Supplied information Block Start
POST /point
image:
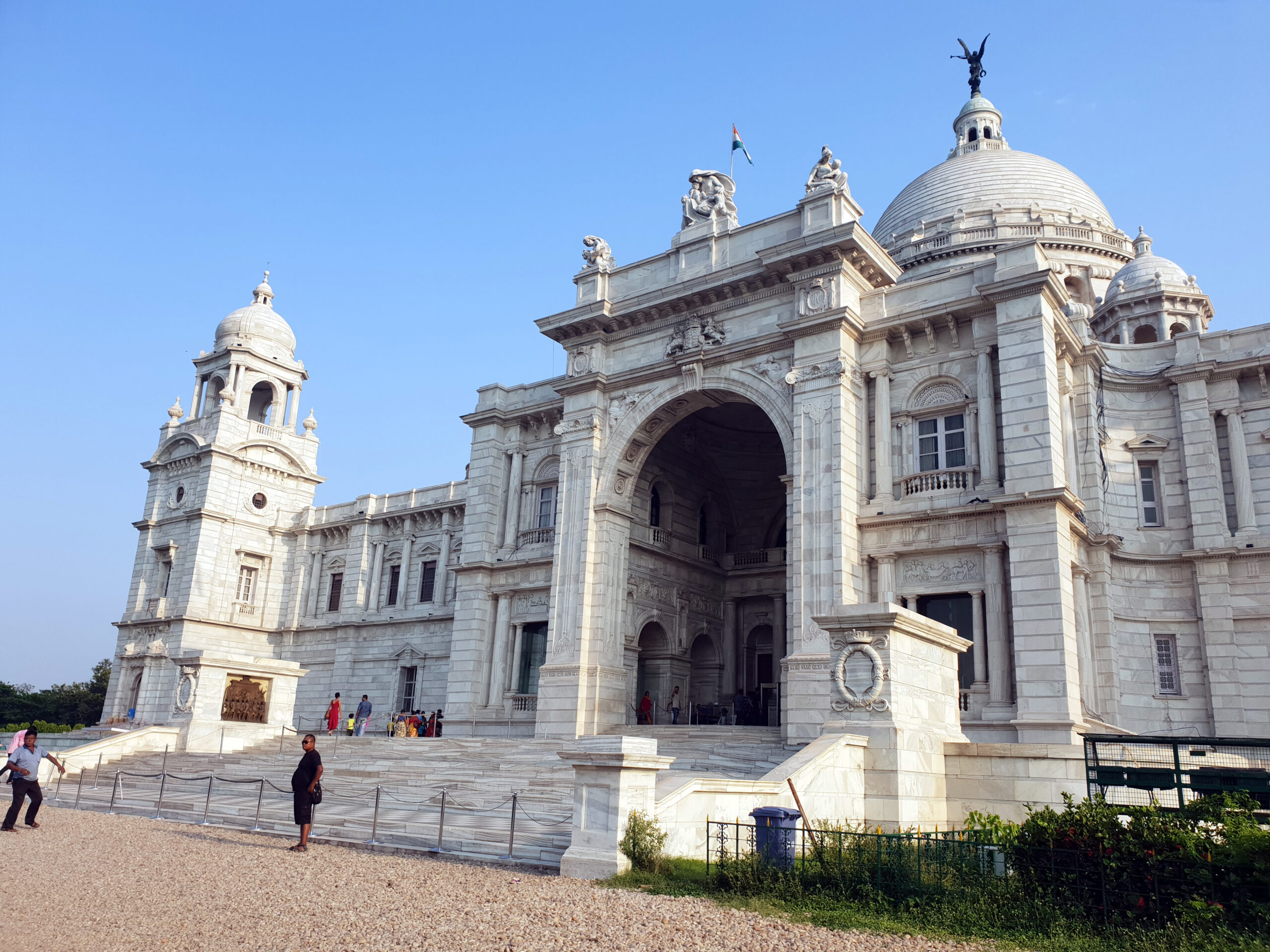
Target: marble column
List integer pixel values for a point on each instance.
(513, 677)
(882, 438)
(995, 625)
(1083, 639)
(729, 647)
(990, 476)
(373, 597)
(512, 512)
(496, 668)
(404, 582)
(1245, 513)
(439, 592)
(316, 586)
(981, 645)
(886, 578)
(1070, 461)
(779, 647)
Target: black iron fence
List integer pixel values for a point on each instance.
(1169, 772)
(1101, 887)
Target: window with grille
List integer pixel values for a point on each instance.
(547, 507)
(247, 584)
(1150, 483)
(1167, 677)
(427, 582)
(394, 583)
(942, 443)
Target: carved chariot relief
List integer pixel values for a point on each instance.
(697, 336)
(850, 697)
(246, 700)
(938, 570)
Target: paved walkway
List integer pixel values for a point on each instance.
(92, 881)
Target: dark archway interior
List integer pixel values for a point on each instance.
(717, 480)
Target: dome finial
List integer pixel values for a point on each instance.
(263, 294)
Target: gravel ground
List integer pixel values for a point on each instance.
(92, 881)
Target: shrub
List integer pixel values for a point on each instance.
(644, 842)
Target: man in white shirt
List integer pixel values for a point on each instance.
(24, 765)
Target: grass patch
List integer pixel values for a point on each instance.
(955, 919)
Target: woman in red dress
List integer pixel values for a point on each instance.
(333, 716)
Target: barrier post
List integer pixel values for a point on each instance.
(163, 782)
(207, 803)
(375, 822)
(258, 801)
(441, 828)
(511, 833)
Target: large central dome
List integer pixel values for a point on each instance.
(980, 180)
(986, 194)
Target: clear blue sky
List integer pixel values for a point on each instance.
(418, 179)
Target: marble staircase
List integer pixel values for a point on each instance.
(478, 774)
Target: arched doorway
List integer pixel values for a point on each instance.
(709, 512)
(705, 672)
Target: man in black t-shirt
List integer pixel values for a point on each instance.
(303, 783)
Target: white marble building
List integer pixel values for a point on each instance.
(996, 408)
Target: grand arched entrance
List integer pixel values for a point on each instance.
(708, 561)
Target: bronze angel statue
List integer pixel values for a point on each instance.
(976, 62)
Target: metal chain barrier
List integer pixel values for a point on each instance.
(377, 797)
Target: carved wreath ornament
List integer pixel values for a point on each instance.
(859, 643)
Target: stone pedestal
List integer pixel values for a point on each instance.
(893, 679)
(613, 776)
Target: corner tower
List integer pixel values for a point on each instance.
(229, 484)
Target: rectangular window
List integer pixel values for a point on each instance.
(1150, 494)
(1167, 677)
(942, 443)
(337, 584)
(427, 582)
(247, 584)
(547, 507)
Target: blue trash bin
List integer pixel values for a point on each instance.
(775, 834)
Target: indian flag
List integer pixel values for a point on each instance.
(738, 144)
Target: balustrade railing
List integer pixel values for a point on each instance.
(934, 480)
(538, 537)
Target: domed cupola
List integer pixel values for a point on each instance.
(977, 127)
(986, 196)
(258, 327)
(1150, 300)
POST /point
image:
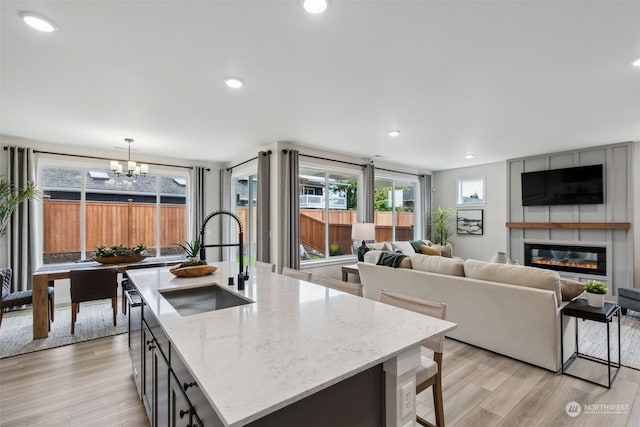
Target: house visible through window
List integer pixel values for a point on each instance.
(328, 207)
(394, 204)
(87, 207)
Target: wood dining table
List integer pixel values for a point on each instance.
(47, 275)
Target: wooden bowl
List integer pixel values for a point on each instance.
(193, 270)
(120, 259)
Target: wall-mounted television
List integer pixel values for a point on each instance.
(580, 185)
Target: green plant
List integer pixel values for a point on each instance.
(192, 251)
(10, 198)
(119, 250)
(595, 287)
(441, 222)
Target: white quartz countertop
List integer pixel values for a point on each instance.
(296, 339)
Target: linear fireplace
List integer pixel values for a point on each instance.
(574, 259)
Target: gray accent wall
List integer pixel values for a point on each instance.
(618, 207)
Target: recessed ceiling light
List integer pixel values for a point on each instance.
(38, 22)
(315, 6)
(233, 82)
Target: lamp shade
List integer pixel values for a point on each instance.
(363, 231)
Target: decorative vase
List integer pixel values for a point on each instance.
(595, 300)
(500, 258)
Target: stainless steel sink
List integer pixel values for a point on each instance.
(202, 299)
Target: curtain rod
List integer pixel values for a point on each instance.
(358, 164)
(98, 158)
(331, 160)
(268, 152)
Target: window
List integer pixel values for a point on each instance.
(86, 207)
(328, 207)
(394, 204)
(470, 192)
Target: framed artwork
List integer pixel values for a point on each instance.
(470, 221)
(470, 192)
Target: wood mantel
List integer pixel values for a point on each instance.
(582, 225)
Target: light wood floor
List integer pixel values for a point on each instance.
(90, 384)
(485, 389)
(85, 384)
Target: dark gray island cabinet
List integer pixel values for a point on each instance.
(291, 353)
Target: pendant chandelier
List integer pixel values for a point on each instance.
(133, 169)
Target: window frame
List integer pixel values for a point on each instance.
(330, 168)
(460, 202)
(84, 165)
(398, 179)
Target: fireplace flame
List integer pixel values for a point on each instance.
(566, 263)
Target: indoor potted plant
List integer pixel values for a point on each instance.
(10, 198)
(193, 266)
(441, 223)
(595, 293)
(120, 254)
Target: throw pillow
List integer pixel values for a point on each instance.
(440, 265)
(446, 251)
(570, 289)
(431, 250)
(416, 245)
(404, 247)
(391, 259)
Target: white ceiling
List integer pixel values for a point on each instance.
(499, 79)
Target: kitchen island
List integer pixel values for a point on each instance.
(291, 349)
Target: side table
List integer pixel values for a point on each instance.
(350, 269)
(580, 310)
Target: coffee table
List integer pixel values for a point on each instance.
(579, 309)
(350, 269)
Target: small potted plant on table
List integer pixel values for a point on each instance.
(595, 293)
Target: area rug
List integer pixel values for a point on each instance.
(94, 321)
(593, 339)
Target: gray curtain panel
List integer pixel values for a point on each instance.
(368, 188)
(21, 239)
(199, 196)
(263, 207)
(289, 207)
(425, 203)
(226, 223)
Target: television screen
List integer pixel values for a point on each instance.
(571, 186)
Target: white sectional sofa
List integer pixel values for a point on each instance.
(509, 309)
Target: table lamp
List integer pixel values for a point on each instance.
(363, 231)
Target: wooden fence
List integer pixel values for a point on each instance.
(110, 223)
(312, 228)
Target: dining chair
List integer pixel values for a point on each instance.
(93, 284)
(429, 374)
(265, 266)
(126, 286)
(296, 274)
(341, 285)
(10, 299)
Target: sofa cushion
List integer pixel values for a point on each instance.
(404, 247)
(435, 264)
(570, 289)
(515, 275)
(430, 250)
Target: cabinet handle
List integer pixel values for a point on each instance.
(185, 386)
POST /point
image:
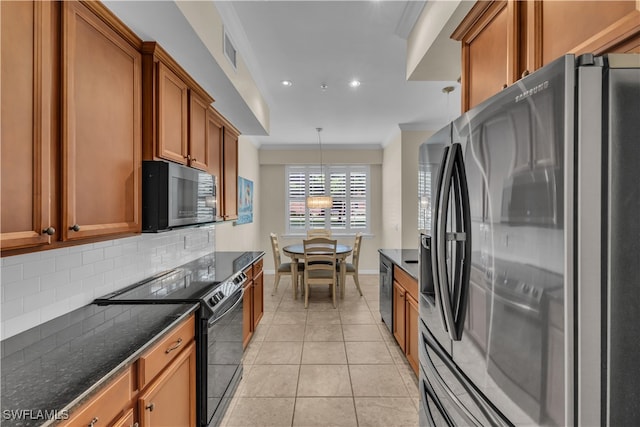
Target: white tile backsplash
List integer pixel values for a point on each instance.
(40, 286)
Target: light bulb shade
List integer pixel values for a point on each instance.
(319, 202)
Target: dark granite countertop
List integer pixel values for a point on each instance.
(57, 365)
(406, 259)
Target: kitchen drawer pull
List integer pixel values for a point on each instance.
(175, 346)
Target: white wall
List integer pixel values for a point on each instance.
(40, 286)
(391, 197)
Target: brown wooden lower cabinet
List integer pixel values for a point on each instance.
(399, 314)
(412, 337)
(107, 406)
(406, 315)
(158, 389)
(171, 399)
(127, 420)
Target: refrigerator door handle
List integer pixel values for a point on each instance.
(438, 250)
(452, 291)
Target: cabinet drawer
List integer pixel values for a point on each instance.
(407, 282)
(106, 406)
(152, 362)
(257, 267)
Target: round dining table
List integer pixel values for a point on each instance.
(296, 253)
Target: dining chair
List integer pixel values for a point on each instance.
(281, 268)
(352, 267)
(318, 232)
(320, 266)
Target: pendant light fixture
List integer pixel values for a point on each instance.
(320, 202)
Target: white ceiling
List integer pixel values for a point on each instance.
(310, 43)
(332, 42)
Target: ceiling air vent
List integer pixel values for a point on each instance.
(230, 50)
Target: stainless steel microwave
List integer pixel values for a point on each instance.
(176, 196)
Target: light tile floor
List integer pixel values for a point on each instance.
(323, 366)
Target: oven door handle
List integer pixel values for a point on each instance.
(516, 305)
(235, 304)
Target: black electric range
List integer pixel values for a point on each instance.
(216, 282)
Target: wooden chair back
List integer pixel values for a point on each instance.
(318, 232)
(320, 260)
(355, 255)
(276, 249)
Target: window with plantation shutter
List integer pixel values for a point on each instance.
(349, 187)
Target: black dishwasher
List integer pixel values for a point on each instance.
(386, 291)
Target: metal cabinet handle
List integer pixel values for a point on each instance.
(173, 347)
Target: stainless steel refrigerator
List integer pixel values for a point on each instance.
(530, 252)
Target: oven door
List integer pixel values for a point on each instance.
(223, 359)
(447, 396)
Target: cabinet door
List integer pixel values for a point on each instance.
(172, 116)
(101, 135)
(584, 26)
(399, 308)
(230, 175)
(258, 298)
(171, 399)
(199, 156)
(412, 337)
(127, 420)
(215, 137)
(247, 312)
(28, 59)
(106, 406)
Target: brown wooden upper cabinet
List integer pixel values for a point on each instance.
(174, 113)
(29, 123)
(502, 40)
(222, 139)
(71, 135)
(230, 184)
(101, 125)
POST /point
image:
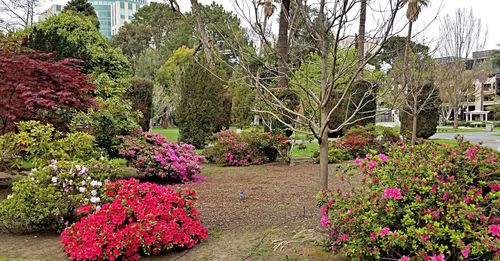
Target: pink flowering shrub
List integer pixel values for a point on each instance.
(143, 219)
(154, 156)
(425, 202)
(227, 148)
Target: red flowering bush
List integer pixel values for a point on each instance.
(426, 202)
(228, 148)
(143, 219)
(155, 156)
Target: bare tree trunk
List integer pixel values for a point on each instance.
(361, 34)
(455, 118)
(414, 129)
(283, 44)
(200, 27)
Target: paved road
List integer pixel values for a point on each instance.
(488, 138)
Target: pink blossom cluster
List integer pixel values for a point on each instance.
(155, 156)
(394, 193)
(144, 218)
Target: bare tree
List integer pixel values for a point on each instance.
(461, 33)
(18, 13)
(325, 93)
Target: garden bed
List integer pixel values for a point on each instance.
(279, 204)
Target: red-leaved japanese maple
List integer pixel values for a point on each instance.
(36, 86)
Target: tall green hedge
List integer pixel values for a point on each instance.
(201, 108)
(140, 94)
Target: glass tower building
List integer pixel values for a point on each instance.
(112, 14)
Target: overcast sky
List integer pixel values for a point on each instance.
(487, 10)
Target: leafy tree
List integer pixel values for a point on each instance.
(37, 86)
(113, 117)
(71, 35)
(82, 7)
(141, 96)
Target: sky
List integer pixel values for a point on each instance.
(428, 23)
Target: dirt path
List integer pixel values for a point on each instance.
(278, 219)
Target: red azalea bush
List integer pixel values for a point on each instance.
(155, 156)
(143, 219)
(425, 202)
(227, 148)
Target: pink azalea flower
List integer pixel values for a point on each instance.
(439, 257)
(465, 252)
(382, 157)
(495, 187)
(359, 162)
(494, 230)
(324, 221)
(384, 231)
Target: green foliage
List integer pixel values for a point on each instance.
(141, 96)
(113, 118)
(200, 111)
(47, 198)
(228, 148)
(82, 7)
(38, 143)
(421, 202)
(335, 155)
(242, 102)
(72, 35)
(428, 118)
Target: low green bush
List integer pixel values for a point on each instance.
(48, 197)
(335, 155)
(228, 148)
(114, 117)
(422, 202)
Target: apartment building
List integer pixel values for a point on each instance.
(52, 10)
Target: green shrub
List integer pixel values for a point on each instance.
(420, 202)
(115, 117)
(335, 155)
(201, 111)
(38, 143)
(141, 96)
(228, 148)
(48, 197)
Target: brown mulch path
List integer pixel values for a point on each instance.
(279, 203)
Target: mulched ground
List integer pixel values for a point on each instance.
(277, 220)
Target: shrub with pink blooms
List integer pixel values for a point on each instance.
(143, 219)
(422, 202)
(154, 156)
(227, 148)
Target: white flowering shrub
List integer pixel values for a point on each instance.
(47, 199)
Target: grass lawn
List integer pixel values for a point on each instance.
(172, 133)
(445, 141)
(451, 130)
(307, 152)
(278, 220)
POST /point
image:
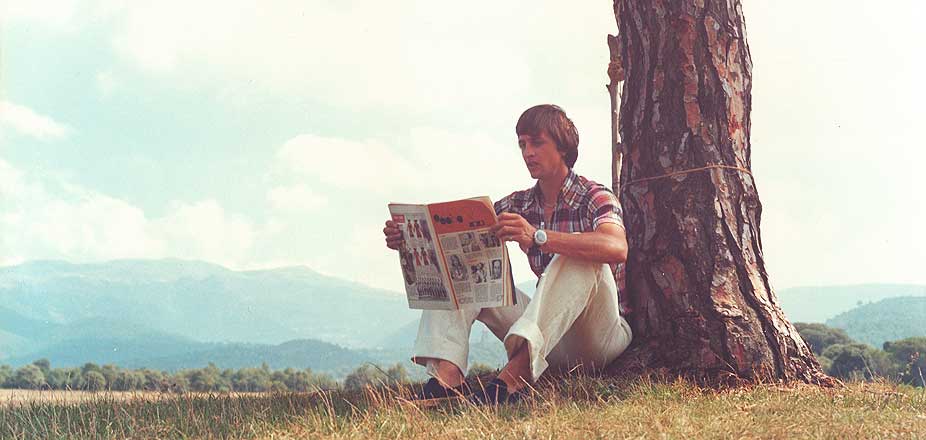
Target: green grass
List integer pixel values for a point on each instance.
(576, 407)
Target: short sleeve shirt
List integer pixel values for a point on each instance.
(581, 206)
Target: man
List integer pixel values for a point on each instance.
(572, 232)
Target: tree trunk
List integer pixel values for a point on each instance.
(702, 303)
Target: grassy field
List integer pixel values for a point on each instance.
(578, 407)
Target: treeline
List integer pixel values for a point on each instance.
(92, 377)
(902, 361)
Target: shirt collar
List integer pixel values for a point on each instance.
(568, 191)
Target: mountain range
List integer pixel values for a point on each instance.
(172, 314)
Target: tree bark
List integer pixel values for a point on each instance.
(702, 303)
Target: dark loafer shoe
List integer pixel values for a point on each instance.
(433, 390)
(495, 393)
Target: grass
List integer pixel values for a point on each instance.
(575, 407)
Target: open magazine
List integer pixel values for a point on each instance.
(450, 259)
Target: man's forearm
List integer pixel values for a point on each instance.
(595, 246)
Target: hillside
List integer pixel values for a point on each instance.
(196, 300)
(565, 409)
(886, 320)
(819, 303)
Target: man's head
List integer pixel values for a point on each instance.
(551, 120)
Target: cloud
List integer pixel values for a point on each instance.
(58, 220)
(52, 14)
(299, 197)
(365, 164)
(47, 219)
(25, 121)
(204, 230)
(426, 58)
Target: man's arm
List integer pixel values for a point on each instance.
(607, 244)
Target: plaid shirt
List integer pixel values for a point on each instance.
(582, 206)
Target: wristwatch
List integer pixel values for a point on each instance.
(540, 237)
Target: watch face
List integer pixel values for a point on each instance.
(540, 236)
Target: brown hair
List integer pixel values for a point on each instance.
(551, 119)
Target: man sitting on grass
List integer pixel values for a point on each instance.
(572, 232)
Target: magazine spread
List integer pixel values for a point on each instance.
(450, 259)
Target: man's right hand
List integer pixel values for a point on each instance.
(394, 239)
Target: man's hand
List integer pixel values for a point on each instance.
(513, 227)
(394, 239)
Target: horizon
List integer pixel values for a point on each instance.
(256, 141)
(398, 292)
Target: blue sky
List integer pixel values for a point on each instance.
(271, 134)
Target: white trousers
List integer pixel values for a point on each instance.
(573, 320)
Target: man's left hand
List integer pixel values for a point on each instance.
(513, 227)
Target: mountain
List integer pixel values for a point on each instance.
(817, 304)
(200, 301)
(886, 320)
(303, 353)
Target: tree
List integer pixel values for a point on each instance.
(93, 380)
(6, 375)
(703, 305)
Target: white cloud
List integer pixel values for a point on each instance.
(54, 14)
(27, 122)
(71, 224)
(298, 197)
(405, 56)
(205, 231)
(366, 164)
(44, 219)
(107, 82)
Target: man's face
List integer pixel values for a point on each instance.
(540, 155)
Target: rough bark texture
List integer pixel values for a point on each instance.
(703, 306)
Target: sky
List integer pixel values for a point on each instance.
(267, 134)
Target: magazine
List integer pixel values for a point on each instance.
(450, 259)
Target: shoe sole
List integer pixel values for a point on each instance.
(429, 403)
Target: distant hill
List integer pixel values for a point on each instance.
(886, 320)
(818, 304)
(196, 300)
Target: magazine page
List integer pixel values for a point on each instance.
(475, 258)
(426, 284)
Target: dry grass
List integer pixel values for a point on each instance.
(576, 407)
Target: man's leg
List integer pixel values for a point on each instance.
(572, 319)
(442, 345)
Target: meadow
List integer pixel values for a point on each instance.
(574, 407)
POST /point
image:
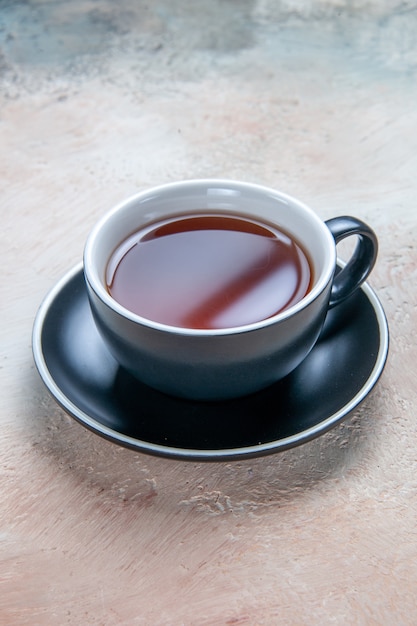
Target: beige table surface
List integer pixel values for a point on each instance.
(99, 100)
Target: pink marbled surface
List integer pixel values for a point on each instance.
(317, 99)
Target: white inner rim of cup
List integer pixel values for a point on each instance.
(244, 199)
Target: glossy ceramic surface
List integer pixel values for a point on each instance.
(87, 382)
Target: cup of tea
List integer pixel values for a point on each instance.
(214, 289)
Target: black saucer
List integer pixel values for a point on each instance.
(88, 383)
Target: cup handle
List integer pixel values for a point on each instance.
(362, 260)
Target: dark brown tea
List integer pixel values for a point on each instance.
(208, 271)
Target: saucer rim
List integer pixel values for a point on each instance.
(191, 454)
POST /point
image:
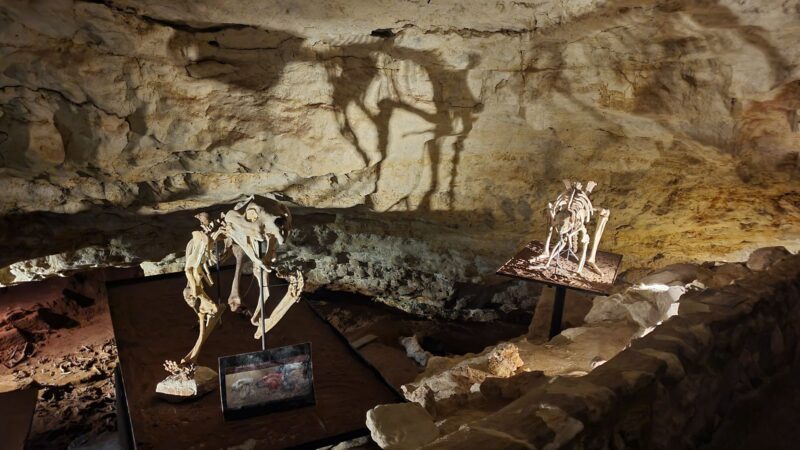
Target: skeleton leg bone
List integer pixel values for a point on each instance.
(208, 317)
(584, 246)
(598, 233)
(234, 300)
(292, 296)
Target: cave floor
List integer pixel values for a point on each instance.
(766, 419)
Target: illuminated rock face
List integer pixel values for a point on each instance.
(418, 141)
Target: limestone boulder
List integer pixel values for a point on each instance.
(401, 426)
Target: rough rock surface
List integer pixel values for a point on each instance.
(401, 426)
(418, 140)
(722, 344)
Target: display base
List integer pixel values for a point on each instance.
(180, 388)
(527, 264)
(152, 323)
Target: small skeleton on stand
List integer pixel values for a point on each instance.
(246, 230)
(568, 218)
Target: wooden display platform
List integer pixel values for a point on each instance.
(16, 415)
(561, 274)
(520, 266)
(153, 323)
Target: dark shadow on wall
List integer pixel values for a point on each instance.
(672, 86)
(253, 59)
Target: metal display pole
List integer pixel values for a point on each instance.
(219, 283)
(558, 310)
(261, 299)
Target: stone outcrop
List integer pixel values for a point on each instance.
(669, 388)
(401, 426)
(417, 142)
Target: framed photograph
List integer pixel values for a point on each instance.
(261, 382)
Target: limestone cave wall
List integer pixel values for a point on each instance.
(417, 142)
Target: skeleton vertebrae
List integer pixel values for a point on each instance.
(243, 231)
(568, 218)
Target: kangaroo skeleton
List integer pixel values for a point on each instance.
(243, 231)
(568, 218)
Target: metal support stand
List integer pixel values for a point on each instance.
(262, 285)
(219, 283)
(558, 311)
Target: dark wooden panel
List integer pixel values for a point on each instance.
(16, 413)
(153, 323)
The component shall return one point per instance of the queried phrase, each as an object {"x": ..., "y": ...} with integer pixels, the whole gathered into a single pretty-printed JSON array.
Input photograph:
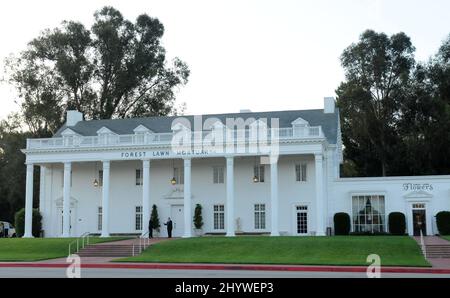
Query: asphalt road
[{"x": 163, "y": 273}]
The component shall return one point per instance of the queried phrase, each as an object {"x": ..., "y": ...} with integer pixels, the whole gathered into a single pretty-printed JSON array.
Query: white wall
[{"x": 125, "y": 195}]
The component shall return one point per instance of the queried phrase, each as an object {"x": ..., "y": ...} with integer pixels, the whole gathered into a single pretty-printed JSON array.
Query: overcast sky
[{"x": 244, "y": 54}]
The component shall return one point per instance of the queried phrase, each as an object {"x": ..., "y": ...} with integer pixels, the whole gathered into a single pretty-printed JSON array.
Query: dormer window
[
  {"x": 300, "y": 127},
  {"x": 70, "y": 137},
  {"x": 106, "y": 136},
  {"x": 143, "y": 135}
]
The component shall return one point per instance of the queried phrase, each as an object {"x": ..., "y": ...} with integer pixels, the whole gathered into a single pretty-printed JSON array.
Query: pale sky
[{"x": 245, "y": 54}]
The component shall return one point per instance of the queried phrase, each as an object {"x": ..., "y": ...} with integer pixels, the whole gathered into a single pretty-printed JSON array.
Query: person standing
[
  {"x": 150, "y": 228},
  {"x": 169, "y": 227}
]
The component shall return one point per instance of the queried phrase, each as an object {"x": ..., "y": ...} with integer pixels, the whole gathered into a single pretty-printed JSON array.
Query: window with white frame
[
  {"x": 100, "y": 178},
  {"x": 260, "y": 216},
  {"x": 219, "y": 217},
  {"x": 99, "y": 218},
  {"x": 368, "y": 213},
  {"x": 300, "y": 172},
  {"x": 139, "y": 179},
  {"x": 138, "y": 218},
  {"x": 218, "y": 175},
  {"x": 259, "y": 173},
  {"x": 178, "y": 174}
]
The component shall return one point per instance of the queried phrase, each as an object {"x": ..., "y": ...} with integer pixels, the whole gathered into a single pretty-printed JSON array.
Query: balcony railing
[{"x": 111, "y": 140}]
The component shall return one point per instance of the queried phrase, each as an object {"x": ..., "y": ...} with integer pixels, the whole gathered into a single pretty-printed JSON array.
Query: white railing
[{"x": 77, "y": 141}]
Supplied information Block End
### What you will do
Wherever a line above contains the string "small", copy that line.

### Reply
Target: small potted plant on table
Target: small skeleton on stand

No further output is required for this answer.